WHAT IS ASKED: Convert the whole listing below into a JSON array of strings with one string per line, omitting any blank lines.

--- START INPUT FOR THIS TASK ---

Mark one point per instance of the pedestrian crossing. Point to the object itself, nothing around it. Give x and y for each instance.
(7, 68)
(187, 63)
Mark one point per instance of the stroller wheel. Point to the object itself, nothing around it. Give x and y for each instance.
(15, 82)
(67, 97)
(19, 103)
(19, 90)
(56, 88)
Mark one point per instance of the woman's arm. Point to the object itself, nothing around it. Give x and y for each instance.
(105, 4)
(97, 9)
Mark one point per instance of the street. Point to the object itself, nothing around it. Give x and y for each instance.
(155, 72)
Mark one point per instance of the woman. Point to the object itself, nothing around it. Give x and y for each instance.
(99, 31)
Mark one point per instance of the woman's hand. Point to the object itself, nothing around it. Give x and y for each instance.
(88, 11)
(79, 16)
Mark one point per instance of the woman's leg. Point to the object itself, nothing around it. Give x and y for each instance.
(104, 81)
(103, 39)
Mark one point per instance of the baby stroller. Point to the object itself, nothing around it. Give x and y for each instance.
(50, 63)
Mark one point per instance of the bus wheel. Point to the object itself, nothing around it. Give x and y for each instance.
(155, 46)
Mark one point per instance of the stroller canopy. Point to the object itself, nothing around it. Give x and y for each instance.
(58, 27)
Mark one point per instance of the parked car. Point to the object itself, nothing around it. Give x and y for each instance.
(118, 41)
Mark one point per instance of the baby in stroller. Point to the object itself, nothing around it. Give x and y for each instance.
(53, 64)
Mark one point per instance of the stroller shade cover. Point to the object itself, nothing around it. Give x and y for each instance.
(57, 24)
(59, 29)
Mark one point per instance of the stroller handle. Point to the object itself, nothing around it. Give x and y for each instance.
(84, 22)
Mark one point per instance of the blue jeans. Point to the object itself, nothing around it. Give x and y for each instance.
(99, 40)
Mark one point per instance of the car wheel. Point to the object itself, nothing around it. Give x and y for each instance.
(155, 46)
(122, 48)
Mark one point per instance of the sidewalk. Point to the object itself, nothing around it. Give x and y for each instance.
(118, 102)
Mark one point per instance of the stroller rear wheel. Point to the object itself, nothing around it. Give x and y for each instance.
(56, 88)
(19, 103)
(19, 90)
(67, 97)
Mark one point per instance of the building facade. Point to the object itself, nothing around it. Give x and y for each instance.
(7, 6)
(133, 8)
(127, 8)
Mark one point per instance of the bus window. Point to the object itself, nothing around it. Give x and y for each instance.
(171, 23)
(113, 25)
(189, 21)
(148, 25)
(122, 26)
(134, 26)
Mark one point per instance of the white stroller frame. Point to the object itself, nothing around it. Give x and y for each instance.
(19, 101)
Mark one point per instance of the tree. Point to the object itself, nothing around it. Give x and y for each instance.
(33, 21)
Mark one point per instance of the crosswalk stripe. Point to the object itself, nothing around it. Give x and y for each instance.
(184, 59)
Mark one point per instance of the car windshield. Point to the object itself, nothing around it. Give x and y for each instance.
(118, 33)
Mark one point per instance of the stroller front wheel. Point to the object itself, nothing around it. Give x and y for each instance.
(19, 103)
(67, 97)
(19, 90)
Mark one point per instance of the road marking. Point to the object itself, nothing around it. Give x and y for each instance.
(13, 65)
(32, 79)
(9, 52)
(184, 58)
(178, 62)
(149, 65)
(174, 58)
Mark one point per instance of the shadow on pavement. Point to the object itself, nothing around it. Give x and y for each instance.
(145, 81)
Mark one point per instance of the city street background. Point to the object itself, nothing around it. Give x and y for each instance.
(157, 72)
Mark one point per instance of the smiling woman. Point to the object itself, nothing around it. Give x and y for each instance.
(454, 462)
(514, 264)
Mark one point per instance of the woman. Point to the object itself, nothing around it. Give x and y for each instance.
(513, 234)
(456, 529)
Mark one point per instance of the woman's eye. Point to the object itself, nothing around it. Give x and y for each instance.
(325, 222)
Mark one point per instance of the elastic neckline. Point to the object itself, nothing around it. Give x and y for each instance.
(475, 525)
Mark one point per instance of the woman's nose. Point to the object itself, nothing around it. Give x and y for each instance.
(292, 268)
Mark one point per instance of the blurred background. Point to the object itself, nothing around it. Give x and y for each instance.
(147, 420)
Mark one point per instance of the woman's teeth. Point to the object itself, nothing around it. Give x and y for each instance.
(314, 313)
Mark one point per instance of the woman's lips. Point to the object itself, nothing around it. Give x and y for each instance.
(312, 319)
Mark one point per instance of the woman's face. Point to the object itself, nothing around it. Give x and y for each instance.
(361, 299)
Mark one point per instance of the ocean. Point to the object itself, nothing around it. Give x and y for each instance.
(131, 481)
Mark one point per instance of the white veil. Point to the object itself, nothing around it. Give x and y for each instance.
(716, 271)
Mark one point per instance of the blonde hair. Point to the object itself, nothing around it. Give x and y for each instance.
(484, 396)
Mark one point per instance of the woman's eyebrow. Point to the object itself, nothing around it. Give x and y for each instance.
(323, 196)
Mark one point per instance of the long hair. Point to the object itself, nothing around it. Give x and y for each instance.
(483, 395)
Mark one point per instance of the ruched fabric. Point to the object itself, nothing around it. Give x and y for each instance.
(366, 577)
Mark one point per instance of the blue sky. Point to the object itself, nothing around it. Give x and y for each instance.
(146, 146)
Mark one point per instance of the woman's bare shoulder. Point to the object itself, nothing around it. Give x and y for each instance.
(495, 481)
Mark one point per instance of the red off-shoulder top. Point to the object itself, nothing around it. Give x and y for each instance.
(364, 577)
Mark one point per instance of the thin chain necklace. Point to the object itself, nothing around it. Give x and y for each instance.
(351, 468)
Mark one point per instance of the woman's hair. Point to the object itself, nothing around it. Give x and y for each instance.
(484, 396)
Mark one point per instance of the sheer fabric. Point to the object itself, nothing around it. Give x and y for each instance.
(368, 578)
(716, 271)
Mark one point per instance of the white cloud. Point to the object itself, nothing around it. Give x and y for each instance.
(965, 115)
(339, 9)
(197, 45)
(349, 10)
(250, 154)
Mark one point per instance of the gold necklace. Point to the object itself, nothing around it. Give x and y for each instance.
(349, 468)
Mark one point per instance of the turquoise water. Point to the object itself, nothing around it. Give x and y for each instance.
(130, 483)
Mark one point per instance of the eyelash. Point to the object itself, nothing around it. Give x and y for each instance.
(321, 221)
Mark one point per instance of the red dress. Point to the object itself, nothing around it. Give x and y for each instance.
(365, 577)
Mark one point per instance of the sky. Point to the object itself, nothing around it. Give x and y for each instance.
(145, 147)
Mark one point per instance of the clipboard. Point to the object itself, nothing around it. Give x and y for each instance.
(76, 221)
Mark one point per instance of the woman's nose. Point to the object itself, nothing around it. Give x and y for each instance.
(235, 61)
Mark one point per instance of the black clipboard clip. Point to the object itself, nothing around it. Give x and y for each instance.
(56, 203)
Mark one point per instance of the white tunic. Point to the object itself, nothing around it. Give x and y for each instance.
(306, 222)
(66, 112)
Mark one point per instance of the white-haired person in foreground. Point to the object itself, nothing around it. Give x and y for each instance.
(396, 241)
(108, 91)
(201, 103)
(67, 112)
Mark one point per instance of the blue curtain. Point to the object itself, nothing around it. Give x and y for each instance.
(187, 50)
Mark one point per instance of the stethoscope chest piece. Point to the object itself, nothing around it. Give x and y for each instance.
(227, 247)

--- END INPUT FOR THIS TASK ---

SOLUTION FOR THIS EXERCISE:
[
  "Mark one point per instance of the pedestrian crossing. Point to the object itself, nothing around it. Give x and y for each instance.",
  "(7, 68)",
  "(187, 63)",
  "Mark one point per instance of the stroller wheel. Point to the object itself, nothing around it. Give x and y for each instance.",
  "(15, 82)",
  "(67, 97)",
  "(19, 103)",
  "(19, 90)",
  "(56, 88)",
  "Mark one point per instance of the woman's arm. Point to the object itself, nothing around it. Give x and y for each instance.",
  "(105, 4)",
  "(97, 9)",
  "Mark one point per instance of the street. Point to the object itself, nothing around it. Give x and y for each instance.",
  "(155, 72)",
  "Mark one point per instance of the woman. Point to the object itself, nothing around it. Give x and y for each instance.",
  "(99, 31)",
  "Mark one point per instance of the woman's hand. Point to the object itself, nothing around it. Give x and y for each instance.",
  "(88, 11)",
  "(79, 16)",
  "Mark one point per instance of the woman's leg. Point to the object itself, nothing around it. Give x and y for each instance.",
  "(104, 81)",
  "(103, 39)",
  "Mark one point per instance of the baby stroller. Point to the object itself, nothing around it. Give x and y for each instance.",
  "(50, 63)",
  "Mark one point per instance of the bus wheel. Point to the object itself, nothing around it. Give x and y for each instance.",
  "(155, 46)",
  "Mark one point per instance of the stroller canopy. Point to the object itself, nothing around it. Give x and y for each instance.",
  "(58, 27)",
  "Mark one point per instance of the parked car. Point to the object itself, nothing around it. Give x and y for each instance.",
  "(118, 41)",
  "Mark one point per instance of the baby in stroller. Point to the object itself, nothing around it. Give x and y for each instance.",
  "(53, 64)",
  "Mark one point per instance of the stroller shade cover. Point to the object itself, nothing around it. Give x and y for each instance.",
  "(57, 24)",
  "(59, 29)",
  "Mark one point per instance of the stroller handle. Point to the object itself, nothing around it. Give x and y for each instance.",
  "(84, 22)",
  "Mark one point per instance of the blue jeans. Point to the object itself, nothing around it. Give x and y for each instance.",
  "(99, 40)",
  "Mark one point per instance of the car wheel. Point to the object itself, nothing around it. Give x and y for each instance.",
  "(155, 46)",
  "(122, 48)",
  "Mark one point per instance of the sidewalk. Point to the object itself, nothing around it. Give x and y for each instance.",
  "(118, 102)",
  "Mark one point per instance of the stroller rear wheel. Point to the object itself, nothing around it. Give x and y for each instance.",
  "(56, 88)",
  "(19, 103)",
  "(19, 90)",
  "(67, 97)",
  "Mark one point per instance of the building facade. Point to the object itself, nothing around it. Give x and y for each instance.",
  "(7, 6)",
  "(133, 8)",
  "(127, 8)",
  "Mark one point per instance of the bus window. Point to the object itself, nothing around it. Give x and y for each instance.",
  "(171, 23)",
  "(113, 25)",
  "(189, 21)",
  "(148, 25)",
  "(122, 26)",
  "(134, 26)",
  "Mark one point per instance of the white stroller frame. Point to the object itself, nothing around it. Give x and y for each instance.",
  "(19, 101)",
  "Mark one point per instance of the tree. Point to the object itself, nothing around it. Give x and y for each instance.",
  "(33, 21)",
  "Mark one point per instance of the crosswalk stripe. Point to the object itself, nothing around it. Give x and y for each instance.",
  "(184, 59)",
  "Mark one point per instance of the car windshield. Point to the object itself, nothing around it. Give x and y for each instance.",
  "(118, 33)",
  "Mark one point per instance of the stroller front wheel. Point to the object itself, nothing around it. Give x and y for each instance.",
  "(19, 103)",
  "(67, 97)",
  "(19, 90)",
  "Mark one point per instance of the road marking. Point to the object itself, nothing around it. Give x and y for each instance.",
  "(13, 65)",
  "(32, 79)",
  "(9, 52)",
  "(184, 58)",
  "(178, 62)",
  "(149, 65)",
  "(174, 58)",
  "Mark one point per instance of the shadow on pavement. Point to the object itself, nothing around it. Give x and y for each instance.",
  "(145, 81)",
  "Mark one point per instance of the city street background. Point to the object itself, nothing around it. Give x and y for each instance.",
  "(157, 72)",
  "Mark one point per instance of the smiling woman. Point to the object itself, nothing around it. Give x and y for each instance.",
  "(454, 462)",
  "(514, 264)",
  "Mark one point per instance of the woman. Point to the object itself, nothing around it. Give x and y for each instance.",
  "(513, 234)",
  "(456, 529)",
  "Mark one point per instance of the woman's eye. Point to the object itself, nothing around it. Give x and y for each instance.",
  "(325, 222)",
  "Mark one point per instance of the elastic neckline. Point to the object itself, nothing around it. Give x and y for each instance.",
  "(475, 525)",
  "Mark one point per instance of the woman's nose. Point to the object itself, nothing around it. Give x and y for each instance.",
  "(292, 268)",
  "Mark one point per instance of the blurred background. Point to the object itself, nothing around it. Give x and y for each instance.",
  "(147, 420)",
  "Mark one point per instance of the woman's teeth. Point to the object itself, nothing around it. Give x and y for each instance.",
  "(314, 313)",
  "Mark one point per instance of the woman's lips. Point to the object itself, nothing around it. Give x and y for each instance.",
  "(312, 319)",
  "Mark one point per instance of the woman's face. Point to the object itself, nothing around it. Give x and y for each instance.",
  "(361, 299)",
  "Mark one point per instance of the ocean. Point to the object itself, nothing around it. Give x and y for each instance.",
  "(131, 481)",
  "Mark one point per instance of the white veil. Point to the object itself, nothing around it. Give x and y for each instance.",
  "(716, 271)",
  "Mark one point per instance of the blonde hair. Point to the object itself, nothing around it. Give x and y for each instance.",
  "(484, 396)",
  "Mark one point per instance of the woman's eyebrow. Point to the object itself, nothing around it. Give x and y for each instance.",
  "(323, 196)",
  "Mark one point per instance of the long hair. Point to the object itself, nothing around it. Give x and y for each instance.",
  "(483, 395)",
  "Mark one point per instance of the ruched fabric. Point to the object itself, nothing around it. Give x and y for each instance.",
  "(366, 577)",
  "Mark one point per instance of the blue sky. Point to the object itself, nothing around it. Give x and y for each instance.",
  "(146, 146)",
  "Mark one point per instance of the woman's bare shoulder. Point to the object itself, nothing around it. Give x and y for each instance.",
  "(495, 481)",
  "Mark one point per instance of the red off-shoulder top. Point to the object itself, nothing around it. Give x and y for each instance.",
  "(364, 577)",
  "Mark one point per instance of the thin chain necklace. Point to the object itself, nothing around it. Give x and y for each instance.",
  "(351, 468)",
  "Mark one point per instance of the woman's hair. Point to the object itself, nothing around it. Give x and y for each instance.",
  "(484, 396)",
  "Mark one point per instance of the sheer fabric. Point to the object itself, nothing around it. Give x and y for each instance.",
  "(368, 578)",
  "(716, 271)",
  "Mark one point per instance of the white cloud. Point to the object itself, nothing around it. Give x and y for each instance.",
  "(965, 115)",
  "(339, 9)",
  "(197, 45)",
  "(349, 10)",
  "(250, 154)",
  "Mark one point per instance of the gold necklace. Point to the object itself, nothing around it. Give x and y for each instance.",
  "(349, 468)",
  "Mark one point per instance of the turquoise water. Point to the object itself, nothing around it. Give x and y for each instance.",
  "(130, 483)",
  "Mark one point per instance of the eyelash. Point to the object itself, nothing around it. Give x and y for each instance.",
  "(321, 221)",
  "Mark one point per instance of the red dress. Point to the object itself, nothing around it. Give x and y for each instance.",
  "(365, 577)",
  "Mark one point per instance of the sky. Point to the object itself, nothing around it. Give x and y for each instance.",
  "(145, 147)",
  "Mark one point per instance of the clipboard. Point to the object itself, nothing around it. Give x and y for each instance.",
  "(76, 221)",
  "Mark one point per instance of the woman's nose. Point to the object itself, nothing around it. Give x and y for each instance.",
  "(235, 61)",
  "Mark one point per instance of the black clipboard clip. Point to the object itself, nothing around it. Give x and y for each instance.",
  "(56, 203)",
  "Mark one point per instance of the white tunic. Point to the object itself, nothing around it. Give x and y for each instance.",
  "(306, 222)",
  "(66, 112)",
  "Mark one point per instance of the white-haired person in foreground. Point to the object itself, nothing around it. Give x and y for each instance.",
  "(396, 241)",
  "(108, 91)",
  "(201, 103)",
  "(67, 112)",
  "Mark one point per instance of the blue curtain. Point to the object itself, nothing around it. Give x and y for each instance.",
  "(187, 50)",
  "Mark one point per instance of the stethoscope chest piece. Point to the object itself, nothing around it. Give x and y for each instance.",
  "(227, 247)"
]